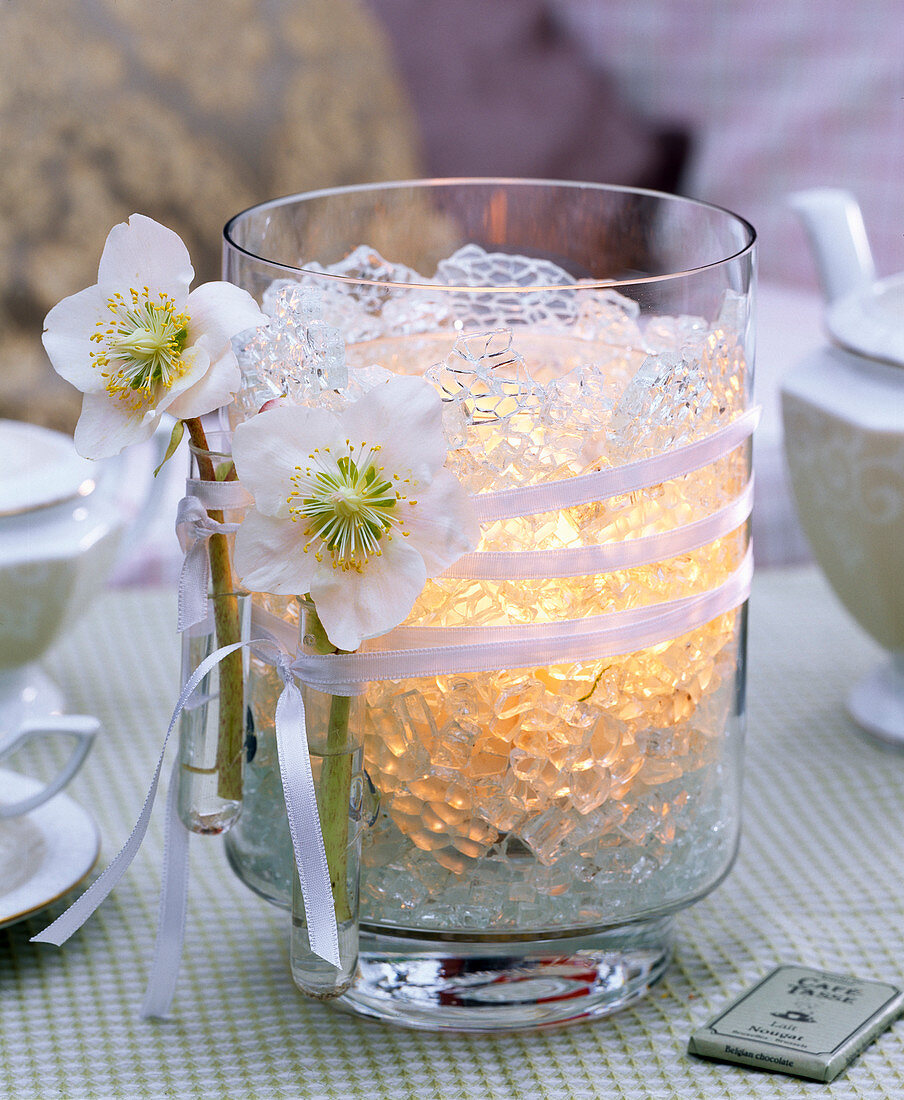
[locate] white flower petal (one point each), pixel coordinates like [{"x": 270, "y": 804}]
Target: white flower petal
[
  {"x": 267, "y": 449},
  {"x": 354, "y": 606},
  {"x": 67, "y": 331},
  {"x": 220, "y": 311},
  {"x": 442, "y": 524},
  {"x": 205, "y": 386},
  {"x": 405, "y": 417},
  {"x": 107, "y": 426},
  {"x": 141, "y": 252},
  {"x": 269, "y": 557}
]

**What is being asked:** Can you quote the material above word for word, leaving out the picture?

**Output:**
[locate] white flower petal (one point each), pixel coordinates like [{"x": 270, "y": 804}]
Target: white flower petal
[
  {"x": 267, "y": 449},
  {"x": 354, "y": 606},
  {"x": 67, "y": 331},
  {"x": 220, "y": 311},
  {"x": 442, "y": 524},
  {"x": 205, "y": 386},
  {"x": 405, "y": 417},
  {"x": 107, "y": 426},
  {"x": 141, "y": 252},
  {"x": 269, "y": 557}
]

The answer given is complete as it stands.